— What this exercise asks —
**1.** Say whether each statement agrees with the blog post on Ulysses, answering yes or no and quoting the deciding words: (a) O'Connor's remarks are cited as coming from the Paris Review in 1957; (b) O'Connor describes Ulysses as covering forty-eight hours; (c) the writer thinks Stephen is humiliated by Deasy's joke.
**2.** Please write out the part of the blog post on Ulysses that begins at the words "James Joyce's Ulysses--Episode" and stops after "(Paris Review 1957)", switching each "short story" to "novella".
**3.** Pick up the blog post on Ulysses after its last sentence and carry it further.

— Text block —
______
Saturday, January 9, 2010

James Joyce's Ulysses--Episode 2

Here is what Frank O'Connor (my hero) wrote about Ulysses: "Take Ulysses, which is twenty-four hours, and I maintain it's a long short story. And it was wirtten as a short story, don't forget that. It was orginally entitled 'Mr. Hunter's Day.' And it's still 'Mr. Hunter's Day' and it still is thirty pages. It's all development sideways. That's really what I was talking about: the difference between the novel, which is not a novel, which is an extension sideways. It doesn't lead forward, it doesn't lead your mind forward... 'So now boys, having finished with this brief moment of our novel, we'll go backward for a while.' And all the time they're just going out like that because they're afraid to go forward." (Paris Review 1957)

I'm beginning to believe that Frank O'Connor was right--Ulysses is a short story that goes ashort way forward, then a long way sideways, then backwards a bit, then a bit or two forward. I'm trying to read it like a story, and the story IS quite exceptional, but James keeps distracting me with the sideways to the Church, to Greek allusions, and the contemporary Irish history and politics.

You can pick up a synopsis of episode 2 in Wikipedia (http://en.wikipedia.org/wiki/ULysses_(novel) but there are some interesting insights into Stephen Dedalus and the Irish soul in the 2nd episode: For one, I think Stephen is humiliated by Deasy's stupid joke about Jews in Ireland--Irish (at least Irish-Americans) don't like to be butts of stupid jokes, or taken in by a ignorant joker like Deasy.

The episode also continues a blasphemous tone, for which the book is famous.
______
— Excerpts of bounding box data —
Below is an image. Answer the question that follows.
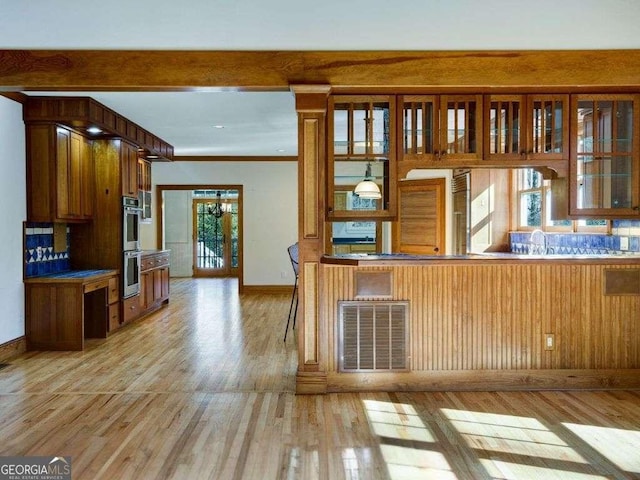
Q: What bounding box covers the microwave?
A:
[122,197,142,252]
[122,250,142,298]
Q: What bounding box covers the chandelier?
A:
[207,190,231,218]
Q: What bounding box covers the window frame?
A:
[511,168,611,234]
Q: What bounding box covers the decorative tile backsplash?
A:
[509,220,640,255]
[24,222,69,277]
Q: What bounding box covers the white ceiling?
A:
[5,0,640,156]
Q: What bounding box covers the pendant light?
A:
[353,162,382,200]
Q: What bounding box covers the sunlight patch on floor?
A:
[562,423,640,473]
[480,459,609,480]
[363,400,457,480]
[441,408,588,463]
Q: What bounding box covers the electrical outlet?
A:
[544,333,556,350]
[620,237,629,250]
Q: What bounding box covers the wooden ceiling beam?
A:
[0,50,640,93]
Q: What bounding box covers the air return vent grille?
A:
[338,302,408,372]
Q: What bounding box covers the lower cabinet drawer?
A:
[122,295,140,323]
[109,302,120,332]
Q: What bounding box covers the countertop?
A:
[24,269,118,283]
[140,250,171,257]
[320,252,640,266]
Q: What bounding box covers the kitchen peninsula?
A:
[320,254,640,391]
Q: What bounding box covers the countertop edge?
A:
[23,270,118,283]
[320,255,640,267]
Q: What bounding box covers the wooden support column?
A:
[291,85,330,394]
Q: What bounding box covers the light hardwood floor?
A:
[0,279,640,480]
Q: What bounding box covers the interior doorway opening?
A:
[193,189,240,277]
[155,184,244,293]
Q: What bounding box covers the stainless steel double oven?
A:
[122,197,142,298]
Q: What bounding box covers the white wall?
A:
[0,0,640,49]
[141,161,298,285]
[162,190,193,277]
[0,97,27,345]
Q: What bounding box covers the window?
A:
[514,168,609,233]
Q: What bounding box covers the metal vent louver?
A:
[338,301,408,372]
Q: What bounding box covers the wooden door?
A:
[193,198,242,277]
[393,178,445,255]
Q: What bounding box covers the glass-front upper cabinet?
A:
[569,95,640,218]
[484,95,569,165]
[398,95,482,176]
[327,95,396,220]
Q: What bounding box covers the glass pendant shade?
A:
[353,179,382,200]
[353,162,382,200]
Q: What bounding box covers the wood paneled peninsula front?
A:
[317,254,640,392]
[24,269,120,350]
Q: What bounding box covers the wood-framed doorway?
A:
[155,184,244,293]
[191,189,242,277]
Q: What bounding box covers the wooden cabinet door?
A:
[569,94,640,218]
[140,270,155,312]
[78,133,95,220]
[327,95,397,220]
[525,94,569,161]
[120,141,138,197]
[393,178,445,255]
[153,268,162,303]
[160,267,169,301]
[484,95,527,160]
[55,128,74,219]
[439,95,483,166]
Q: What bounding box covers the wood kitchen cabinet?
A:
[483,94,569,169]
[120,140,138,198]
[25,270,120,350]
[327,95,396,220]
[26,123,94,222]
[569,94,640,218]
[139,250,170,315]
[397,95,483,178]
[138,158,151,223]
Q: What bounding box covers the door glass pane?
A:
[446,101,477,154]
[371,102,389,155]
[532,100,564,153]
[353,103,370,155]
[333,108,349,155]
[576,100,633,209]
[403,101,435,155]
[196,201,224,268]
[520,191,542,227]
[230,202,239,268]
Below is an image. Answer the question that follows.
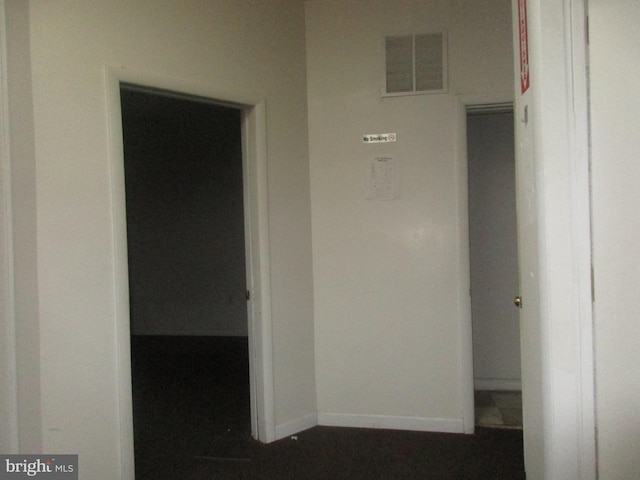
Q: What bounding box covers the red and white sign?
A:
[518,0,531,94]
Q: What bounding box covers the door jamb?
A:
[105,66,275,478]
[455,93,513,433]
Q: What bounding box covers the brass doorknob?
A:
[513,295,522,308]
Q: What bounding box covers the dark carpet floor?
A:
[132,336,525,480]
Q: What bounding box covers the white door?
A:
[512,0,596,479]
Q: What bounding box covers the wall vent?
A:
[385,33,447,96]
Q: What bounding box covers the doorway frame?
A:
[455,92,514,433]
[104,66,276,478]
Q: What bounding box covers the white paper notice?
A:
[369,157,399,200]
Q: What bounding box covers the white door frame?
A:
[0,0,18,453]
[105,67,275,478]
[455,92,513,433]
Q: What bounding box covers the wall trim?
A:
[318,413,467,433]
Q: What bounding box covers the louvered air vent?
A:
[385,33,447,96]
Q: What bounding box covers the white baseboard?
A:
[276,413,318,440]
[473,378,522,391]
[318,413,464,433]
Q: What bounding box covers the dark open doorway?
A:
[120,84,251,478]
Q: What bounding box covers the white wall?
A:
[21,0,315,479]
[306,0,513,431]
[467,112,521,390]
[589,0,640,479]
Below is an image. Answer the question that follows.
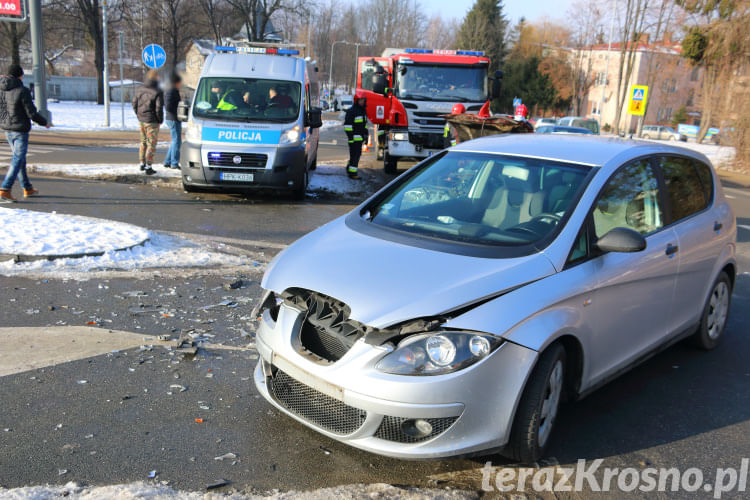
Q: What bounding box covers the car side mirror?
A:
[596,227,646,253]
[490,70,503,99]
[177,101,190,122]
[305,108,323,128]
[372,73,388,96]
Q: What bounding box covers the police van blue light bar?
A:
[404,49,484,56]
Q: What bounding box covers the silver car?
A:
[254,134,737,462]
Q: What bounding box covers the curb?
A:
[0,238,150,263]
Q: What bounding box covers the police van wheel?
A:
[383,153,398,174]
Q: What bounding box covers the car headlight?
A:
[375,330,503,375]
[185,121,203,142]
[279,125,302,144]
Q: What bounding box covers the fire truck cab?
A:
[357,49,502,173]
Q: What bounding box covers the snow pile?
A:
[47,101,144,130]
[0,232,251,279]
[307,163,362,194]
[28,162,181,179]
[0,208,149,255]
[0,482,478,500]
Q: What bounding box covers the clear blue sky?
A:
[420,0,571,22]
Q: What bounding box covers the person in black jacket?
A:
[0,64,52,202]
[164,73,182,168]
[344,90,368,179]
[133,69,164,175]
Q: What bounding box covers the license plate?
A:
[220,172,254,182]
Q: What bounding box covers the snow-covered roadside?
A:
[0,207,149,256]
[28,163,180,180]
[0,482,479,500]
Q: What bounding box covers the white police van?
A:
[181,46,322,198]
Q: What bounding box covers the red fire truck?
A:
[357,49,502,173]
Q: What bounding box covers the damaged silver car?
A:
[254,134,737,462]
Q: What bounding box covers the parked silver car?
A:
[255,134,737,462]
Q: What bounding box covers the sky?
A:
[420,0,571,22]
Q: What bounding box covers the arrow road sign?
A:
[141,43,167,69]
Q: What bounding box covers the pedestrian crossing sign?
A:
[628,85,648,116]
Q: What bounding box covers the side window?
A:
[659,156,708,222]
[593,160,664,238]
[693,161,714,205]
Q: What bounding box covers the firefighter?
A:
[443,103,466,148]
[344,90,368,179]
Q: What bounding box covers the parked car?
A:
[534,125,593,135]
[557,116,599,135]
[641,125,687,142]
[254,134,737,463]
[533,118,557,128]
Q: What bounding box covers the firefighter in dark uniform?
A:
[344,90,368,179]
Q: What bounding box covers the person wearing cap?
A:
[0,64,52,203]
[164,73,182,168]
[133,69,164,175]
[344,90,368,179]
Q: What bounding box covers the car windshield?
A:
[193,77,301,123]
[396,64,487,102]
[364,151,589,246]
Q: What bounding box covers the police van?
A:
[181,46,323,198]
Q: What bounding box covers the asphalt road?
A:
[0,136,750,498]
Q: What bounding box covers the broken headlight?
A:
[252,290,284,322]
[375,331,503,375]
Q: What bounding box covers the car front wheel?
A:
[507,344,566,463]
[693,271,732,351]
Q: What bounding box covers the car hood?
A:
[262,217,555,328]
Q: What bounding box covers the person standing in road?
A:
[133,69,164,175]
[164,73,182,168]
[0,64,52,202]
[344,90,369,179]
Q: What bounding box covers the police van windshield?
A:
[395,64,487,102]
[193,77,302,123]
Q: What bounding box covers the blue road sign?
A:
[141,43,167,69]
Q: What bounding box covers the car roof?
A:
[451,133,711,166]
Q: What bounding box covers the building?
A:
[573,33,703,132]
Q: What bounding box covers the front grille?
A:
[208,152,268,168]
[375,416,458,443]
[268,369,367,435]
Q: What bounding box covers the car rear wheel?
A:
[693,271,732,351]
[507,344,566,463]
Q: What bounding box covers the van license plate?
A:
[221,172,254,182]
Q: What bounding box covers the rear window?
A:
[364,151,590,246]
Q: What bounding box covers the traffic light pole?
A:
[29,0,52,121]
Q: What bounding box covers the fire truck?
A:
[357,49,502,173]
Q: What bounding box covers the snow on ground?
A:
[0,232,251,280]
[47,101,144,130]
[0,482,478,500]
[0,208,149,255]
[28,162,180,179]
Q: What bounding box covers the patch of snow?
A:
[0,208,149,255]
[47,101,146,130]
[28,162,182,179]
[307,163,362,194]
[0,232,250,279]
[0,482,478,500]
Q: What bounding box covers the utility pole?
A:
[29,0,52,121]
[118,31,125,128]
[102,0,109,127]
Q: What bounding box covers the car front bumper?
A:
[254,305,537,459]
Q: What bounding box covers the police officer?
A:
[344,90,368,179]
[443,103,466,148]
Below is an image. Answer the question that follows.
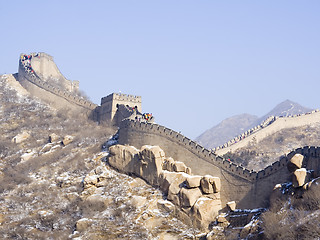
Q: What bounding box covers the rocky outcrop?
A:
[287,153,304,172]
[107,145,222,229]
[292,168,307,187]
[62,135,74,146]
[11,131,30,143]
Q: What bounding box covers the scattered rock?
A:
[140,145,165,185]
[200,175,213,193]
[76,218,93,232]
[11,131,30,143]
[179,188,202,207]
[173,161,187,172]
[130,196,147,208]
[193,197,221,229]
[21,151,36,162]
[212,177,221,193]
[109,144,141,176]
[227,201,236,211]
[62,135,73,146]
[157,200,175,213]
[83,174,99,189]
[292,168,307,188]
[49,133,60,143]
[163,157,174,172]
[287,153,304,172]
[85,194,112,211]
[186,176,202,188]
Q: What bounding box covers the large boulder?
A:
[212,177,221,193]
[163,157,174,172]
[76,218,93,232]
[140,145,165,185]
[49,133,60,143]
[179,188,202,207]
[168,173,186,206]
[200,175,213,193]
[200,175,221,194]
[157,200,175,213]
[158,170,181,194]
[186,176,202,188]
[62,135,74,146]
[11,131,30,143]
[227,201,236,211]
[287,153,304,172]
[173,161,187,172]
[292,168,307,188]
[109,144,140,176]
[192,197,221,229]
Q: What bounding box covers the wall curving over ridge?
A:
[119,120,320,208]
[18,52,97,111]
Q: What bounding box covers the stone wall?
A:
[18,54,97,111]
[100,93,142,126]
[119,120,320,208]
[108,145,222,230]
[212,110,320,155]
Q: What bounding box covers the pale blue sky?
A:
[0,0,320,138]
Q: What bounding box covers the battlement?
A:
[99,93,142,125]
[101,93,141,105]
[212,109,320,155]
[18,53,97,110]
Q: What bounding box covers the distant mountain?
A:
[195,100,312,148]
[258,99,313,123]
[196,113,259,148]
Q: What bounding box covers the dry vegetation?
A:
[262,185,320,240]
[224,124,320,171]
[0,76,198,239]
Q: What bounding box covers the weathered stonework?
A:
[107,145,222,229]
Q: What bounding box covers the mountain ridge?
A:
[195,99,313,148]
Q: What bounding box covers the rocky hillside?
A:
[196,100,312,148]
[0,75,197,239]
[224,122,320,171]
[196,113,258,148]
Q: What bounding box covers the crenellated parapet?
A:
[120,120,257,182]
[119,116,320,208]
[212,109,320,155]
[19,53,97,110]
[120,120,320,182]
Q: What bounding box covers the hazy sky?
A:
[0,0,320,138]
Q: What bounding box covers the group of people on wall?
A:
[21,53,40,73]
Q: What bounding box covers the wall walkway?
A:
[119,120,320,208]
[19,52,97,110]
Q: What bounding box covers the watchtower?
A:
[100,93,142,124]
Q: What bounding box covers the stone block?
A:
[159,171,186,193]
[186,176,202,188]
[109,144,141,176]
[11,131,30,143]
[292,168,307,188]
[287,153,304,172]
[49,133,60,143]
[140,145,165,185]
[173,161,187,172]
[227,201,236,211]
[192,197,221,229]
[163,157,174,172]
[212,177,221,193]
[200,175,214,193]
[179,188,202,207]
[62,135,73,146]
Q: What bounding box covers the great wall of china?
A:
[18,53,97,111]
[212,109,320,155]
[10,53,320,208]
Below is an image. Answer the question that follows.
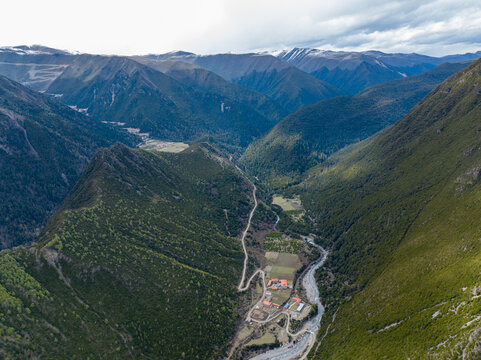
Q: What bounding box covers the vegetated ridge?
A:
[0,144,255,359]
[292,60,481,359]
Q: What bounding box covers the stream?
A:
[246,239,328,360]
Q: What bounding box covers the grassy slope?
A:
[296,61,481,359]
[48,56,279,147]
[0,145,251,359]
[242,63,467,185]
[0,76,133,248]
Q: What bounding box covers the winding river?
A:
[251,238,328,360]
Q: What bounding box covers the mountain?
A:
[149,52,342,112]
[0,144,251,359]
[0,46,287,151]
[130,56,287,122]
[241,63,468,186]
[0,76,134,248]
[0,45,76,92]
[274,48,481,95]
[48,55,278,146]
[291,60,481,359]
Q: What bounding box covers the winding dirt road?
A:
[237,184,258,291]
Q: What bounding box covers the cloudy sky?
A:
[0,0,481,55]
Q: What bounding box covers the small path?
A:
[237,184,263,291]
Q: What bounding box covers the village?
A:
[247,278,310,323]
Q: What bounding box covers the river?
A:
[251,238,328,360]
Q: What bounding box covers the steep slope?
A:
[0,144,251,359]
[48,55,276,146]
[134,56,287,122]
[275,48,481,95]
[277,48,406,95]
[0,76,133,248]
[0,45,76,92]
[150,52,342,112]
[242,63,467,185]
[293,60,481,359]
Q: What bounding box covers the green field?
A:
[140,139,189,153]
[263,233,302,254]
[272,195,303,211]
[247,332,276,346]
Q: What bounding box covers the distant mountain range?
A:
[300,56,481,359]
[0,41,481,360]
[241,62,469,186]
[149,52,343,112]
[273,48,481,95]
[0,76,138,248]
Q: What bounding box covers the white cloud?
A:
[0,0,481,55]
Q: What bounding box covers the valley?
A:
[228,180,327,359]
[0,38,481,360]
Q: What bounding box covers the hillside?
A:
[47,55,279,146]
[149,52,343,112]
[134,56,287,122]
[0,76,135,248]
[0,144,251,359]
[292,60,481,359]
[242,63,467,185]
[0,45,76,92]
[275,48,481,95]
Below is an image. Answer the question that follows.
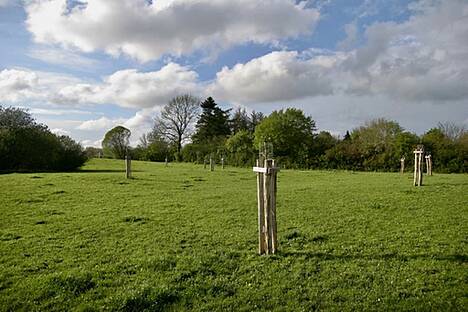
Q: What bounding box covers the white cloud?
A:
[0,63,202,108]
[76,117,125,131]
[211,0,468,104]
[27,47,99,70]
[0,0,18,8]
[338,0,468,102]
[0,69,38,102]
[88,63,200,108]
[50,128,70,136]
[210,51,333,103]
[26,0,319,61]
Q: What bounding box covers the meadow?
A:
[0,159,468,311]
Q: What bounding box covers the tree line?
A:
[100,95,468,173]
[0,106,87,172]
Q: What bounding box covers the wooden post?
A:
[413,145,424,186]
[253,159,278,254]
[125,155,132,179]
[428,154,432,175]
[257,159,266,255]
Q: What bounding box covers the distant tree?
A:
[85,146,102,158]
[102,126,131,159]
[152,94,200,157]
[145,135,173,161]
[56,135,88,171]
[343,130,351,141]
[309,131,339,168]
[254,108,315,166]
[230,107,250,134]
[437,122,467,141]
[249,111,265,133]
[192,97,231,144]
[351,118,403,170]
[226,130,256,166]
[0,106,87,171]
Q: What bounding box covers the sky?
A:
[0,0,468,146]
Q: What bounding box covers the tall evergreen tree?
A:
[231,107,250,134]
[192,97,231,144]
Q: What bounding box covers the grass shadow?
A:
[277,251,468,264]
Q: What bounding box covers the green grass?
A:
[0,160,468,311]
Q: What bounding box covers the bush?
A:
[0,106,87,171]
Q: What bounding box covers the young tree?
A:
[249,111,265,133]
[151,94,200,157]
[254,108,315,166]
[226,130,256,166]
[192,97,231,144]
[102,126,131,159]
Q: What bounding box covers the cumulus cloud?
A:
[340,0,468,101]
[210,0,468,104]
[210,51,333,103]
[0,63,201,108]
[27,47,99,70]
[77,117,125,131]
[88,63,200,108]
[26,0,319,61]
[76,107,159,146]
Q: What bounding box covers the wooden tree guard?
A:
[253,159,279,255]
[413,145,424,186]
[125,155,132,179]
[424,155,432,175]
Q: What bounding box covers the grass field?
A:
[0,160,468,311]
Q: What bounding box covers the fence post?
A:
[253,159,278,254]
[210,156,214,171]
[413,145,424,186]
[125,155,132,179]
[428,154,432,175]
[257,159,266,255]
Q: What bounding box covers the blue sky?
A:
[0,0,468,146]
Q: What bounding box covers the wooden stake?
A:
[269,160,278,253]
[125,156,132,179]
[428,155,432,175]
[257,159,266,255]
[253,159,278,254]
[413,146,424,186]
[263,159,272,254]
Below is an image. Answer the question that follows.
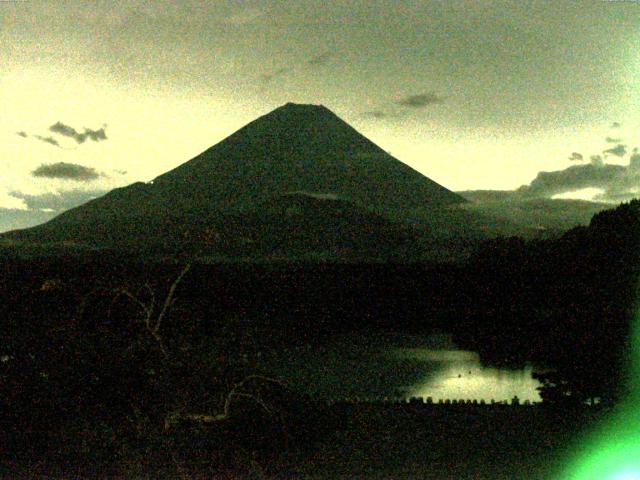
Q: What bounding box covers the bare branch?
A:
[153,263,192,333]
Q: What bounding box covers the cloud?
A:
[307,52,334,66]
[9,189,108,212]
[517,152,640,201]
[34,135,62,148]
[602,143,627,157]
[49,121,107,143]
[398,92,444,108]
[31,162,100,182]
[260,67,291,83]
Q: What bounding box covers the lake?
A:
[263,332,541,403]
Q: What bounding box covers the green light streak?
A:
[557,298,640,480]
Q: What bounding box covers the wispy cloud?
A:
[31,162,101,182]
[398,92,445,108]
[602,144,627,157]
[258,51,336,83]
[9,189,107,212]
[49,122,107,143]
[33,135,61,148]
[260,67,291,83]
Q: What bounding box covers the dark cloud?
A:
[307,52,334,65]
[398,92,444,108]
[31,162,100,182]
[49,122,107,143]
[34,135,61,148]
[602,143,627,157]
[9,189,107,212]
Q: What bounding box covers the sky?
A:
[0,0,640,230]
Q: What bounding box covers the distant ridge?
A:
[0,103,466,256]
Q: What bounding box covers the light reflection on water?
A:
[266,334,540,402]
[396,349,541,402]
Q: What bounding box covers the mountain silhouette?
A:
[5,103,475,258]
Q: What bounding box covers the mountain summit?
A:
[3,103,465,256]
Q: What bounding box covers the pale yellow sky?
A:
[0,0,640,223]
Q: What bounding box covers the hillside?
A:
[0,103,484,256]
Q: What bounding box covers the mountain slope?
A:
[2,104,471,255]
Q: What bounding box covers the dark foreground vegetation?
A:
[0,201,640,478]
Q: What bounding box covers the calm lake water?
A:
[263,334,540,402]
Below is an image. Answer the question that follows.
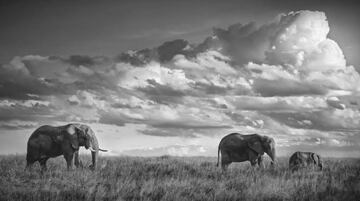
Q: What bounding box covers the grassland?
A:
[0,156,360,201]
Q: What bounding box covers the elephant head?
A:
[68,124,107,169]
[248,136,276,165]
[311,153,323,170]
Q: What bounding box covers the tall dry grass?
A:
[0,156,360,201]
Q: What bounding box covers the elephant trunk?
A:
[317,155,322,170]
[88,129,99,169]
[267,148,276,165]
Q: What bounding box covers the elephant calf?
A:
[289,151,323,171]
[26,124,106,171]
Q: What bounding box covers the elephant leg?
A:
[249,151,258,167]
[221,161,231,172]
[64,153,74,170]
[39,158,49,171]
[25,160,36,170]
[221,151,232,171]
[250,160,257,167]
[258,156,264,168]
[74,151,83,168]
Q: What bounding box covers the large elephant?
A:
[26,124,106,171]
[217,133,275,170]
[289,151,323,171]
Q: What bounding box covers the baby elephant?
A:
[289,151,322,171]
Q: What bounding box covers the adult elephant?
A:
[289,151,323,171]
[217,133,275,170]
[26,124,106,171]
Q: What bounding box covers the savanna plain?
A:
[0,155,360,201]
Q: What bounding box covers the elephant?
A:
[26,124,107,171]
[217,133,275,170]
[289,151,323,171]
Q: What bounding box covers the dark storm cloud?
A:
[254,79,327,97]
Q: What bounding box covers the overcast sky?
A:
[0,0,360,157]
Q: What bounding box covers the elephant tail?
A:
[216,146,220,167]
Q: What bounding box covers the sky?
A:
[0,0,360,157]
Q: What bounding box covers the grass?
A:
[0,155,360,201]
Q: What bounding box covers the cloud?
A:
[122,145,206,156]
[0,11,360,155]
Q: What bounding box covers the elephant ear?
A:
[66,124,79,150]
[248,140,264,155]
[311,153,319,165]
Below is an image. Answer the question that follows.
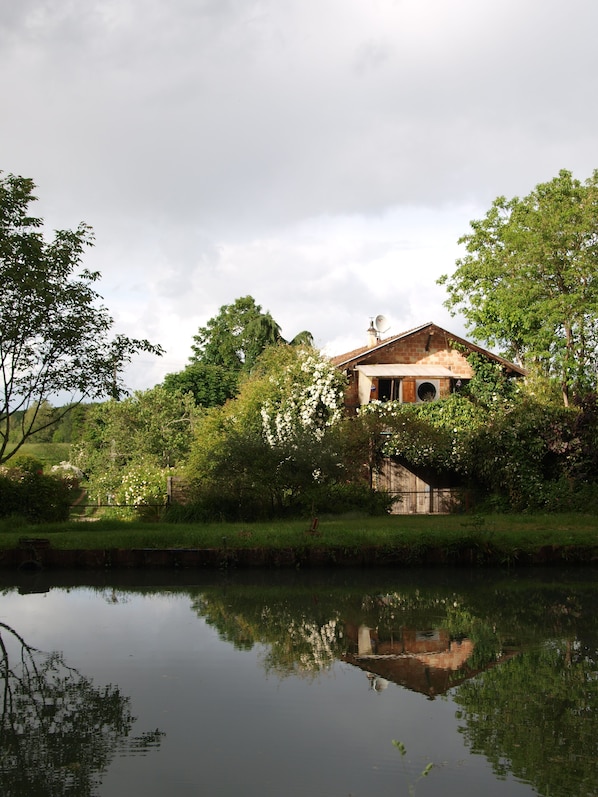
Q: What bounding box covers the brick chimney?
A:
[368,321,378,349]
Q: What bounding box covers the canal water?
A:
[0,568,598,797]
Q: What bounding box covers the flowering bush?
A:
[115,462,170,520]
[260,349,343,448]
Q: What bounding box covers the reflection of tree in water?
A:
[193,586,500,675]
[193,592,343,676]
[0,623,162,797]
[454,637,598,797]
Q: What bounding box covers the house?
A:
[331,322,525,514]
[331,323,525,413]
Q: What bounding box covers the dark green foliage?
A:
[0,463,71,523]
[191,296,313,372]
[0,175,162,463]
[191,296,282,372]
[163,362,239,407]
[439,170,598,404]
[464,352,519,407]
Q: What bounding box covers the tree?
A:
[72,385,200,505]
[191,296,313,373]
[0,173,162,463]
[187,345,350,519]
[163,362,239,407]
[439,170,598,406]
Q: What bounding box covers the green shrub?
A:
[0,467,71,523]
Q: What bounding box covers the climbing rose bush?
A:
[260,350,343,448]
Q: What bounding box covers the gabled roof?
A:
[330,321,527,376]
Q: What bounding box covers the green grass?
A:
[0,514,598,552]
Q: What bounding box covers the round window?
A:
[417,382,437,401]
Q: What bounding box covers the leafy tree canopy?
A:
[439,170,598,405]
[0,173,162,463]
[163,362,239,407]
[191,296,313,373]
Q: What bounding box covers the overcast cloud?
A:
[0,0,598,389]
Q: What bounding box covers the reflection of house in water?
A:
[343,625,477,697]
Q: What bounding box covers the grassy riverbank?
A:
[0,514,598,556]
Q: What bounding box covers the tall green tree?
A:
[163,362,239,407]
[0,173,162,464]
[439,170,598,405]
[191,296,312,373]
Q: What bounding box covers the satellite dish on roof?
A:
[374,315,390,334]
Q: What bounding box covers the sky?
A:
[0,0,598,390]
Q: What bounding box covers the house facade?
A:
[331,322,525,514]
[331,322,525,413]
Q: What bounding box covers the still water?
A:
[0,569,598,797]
______
— Exercise responses —
**1.**
(a) Yes: "(Paris Review 1957)"
(b) No: "Take Ulysses, which is twenty-four hours"
(c) Yes: "I think Stephen is humiliated by Deasy's stupid joke about Jews in Ireland"

**2.**
James Joyce's Ulysses--Episode 2

Here is what Frank O'Connor (my hero) wrote about Ulysses: "Take Ulysses, which is twenty-four hours, and I maintain it's a long novella. And it was wirtten as a novella, don't forget that. It was orginally entitled 'Mr. Hunter's Day.' And it's still 'Mr. Hunter's Day' and it still is thirty pages. It's all development sideways. That's really what I was talking about: the difference between the novel, which is not a novel, which is an extension sideways. It doesn't lead forward, it doesn't lead your mind forward... 'So now boys, having finished with this brief moment of our novel, we'll go backward for a while.' And all the time they're just going out like that because they're afraid to go forward." (Paris Review 1957)

**3.**
I love the internal monologues--When he's helping the young Sargent with his homework: Ugly and futile: lean neck and tangled hair and a stain of ink, a snail's bed. Yet someone had loved him, borne him in her arms and in her heart. But for her the race of the world would have trampled him under foot, a squashed boneless snail. She had loved his weak watery blood drained from her own. Was that then real? The only true thing in life? His mother's prostrate body the fiery Columbanus in holy zeal bestrode. She was no more: the trembling skeleton of a twig burnt in the fire, an odour of rosewood and wetted ashes... These are the same terms he had used in the previous episode in thinking of his own mother.

The genius in Ulysses is in these internal musings--however far sideways they may take the reader. Too, James often uses the cadence or rhythm of a prayer or the rhythm of ancient Irish poems--brightness which brightness--mien and movement--As it was in the beginning, is now--riddle me, riddle me--History is a nightmare from which I am trying to awake...

I have to keep reminding myself that I'm reading Ulysses as a story and not as a piece of scholarhip. However, James is with me throughout the story--I can't seem to shake him from my shoulder as I read his work.

Sunday, January 3, 2010

The Story Starts This Way...

The story starts with three young men in a tower—Buck Milligan, Stephen Dedalus and Haines. I know it is a tower-like structure because according to my “companion” Robert Ellmann, Joyce lived in the Martello tower in Sandycove when he was about twenty-one, right after his mother had died and during the time he had returned to Dublin from Trieste. The tower was one of seventy-four which the British had hastily put up along the English and Irish coasts in 1804 in fear of a French invasion.

Oliver St. John Gogarty, another Dublin writer and a kind-of friend of Joyce’s, leased the tower, which he called Omphalos (naval structure). The third renter or guest in the tower was Samuel Chenevix Trnch, the model for the Haines character.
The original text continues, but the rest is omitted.